Given instruction: Copy out the data word for word, beginning with the line that contains "of the child" and continuing through the last line of the data.
─── Data listing ───
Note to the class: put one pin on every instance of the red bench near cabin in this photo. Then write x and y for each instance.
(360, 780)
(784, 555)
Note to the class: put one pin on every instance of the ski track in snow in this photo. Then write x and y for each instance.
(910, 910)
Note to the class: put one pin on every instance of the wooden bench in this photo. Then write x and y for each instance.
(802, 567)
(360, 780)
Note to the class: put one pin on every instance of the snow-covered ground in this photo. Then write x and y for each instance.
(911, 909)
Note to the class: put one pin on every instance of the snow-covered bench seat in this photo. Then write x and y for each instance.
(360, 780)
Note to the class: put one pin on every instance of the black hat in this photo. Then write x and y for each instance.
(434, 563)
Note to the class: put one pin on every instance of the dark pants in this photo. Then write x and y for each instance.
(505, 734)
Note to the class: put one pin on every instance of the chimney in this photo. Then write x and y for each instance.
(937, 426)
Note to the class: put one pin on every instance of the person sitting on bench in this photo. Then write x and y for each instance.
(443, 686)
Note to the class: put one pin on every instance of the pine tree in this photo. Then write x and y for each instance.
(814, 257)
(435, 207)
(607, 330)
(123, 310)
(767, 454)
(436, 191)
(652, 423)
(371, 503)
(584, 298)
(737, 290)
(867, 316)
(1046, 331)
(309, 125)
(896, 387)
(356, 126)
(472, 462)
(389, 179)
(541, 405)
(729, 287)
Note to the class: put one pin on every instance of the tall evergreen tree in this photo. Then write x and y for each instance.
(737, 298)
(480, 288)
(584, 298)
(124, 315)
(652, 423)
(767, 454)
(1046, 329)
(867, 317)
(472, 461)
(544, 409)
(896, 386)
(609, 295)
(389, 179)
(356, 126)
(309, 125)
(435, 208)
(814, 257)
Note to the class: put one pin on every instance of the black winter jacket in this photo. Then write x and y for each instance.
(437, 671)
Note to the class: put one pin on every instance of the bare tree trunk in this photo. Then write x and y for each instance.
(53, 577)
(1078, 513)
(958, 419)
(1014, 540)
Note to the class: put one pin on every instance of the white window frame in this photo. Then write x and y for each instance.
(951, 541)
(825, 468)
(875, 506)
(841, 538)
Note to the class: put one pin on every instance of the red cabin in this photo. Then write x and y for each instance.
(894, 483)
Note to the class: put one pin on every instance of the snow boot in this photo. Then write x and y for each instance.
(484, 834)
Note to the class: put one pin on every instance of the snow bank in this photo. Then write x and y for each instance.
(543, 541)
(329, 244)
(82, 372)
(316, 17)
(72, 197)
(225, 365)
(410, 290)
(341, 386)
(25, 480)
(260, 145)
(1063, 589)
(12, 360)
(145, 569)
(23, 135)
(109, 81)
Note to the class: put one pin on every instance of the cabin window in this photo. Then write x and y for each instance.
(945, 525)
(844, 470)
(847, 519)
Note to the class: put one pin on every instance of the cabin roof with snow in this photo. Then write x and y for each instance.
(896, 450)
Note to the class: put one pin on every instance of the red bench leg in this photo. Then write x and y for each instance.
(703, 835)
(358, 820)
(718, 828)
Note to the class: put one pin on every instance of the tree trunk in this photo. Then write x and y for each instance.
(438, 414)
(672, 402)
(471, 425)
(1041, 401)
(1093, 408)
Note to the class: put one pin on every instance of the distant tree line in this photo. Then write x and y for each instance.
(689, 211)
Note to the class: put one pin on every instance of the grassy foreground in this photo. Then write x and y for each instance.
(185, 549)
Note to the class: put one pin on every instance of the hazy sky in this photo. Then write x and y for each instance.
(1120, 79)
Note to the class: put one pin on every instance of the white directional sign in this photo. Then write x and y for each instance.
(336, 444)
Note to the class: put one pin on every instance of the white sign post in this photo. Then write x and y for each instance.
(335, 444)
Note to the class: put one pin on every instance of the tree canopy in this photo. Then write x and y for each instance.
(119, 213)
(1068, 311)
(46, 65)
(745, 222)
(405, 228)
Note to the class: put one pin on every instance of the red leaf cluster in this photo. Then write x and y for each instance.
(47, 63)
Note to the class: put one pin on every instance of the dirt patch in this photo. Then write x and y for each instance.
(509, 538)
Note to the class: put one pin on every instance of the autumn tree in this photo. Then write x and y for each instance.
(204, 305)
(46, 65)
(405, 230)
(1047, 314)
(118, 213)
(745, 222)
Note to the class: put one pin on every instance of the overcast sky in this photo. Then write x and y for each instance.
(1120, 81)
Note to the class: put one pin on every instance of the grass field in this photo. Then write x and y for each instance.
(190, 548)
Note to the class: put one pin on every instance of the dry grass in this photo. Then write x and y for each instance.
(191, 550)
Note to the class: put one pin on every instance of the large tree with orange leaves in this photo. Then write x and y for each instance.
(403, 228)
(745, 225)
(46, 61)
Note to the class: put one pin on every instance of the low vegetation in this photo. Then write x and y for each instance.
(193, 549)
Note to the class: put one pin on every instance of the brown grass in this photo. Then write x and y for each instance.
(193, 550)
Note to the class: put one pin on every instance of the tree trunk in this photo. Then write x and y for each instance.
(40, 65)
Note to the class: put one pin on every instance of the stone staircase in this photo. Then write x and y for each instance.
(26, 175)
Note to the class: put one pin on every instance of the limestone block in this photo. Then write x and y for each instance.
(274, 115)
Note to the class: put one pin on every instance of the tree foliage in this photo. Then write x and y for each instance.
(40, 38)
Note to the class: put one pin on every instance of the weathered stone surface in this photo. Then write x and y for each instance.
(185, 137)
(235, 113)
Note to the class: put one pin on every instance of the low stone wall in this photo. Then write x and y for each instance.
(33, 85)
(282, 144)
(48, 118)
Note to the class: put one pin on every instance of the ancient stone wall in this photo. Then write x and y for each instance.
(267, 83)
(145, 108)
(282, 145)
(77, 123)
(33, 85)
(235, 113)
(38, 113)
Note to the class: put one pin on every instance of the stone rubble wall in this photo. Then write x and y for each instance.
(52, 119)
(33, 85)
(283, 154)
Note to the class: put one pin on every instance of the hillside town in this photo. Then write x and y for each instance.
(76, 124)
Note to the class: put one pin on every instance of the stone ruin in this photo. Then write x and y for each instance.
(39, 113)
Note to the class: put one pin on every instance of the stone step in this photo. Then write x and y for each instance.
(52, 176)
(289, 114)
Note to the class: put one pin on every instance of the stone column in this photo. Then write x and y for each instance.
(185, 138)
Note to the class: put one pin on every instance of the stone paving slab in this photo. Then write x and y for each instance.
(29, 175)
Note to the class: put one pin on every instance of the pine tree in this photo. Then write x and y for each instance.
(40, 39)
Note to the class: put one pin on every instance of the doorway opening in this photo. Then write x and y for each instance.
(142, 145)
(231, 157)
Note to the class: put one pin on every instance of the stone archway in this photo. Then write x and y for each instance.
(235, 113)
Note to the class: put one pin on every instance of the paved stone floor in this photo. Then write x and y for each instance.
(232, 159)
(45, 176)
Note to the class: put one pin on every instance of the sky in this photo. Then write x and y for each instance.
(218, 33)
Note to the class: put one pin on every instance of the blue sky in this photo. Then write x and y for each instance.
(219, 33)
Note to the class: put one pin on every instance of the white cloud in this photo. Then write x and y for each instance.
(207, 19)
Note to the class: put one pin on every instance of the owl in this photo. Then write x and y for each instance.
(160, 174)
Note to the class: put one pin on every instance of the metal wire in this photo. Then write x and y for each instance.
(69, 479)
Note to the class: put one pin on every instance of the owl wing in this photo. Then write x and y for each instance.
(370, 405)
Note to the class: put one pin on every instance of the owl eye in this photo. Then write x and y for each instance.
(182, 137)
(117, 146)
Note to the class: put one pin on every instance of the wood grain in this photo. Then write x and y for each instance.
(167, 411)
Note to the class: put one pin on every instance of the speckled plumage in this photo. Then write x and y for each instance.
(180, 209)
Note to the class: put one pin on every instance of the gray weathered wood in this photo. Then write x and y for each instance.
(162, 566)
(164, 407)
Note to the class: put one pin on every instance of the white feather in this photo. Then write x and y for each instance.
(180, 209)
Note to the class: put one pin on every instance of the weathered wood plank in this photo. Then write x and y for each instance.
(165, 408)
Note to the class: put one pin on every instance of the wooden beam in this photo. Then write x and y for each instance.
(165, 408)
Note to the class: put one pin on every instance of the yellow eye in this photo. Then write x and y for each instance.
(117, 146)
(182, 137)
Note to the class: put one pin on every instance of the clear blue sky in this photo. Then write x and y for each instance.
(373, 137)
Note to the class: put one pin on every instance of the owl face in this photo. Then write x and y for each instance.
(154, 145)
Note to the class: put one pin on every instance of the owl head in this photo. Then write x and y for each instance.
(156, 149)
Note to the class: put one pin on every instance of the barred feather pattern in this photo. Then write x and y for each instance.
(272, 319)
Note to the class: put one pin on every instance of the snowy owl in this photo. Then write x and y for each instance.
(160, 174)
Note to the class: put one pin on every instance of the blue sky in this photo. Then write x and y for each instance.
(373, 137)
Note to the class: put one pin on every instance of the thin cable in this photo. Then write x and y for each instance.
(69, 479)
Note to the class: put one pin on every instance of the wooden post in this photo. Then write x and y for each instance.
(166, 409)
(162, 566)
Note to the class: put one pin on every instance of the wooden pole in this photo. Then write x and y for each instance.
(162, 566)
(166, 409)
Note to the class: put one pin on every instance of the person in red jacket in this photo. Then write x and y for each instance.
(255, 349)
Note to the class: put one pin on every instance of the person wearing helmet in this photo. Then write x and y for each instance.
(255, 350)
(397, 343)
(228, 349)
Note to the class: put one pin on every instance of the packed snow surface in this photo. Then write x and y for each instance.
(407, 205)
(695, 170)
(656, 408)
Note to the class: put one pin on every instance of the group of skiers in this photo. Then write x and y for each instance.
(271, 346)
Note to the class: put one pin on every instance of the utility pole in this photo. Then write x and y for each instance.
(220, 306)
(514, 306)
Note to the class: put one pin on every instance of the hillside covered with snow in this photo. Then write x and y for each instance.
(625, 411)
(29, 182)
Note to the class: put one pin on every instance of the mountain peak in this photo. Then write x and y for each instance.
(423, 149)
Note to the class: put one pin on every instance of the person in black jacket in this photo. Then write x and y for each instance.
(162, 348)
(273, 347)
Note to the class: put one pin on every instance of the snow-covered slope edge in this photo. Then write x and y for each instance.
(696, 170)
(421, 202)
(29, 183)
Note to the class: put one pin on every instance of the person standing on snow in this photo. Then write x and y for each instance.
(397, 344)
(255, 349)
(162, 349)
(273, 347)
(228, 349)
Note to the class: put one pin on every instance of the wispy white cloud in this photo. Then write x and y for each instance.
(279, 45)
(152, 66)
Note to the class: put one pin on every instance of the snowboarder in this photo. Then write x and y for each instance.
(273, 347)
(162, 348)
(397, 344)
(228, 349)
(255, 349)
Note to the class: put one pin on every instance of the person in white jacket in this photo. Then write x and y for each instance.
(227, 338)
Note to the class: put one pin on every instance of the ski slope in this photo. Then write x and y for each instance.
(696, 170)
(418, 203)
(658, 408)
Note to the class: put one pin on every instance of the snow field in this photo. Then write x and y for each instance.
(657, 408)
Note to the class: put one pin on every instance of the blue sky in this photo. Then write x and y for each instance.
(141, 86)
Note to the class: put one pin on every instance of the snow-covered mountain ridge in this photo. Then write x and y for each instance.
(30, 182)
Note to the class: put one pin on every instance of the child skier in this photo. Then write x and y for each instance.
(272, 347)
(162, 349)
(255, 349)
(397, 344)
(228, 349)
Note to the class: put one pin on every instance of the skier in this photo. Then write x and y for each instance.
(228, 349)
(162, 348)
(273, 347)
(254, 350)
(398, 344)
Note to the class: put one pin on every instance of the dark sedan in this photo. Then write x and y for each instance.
───
Task answer:
Note to the class: put one pin on every instance of the child skier in this photo. Then write x and y for each instance.
(272, 347)
(162, 349)
(255, 349)
(397, 344)
(228, 349)
Note to the class: put one pin on every instance of the skier in this photo. Then write x and y for each instance.
(228, 349)
(162, 348)
(273, 347)
(254, 350)
(398, 344)
Note to the class: put one pin on every instance of the dark sedan in this photo. Then write x and y for each instance.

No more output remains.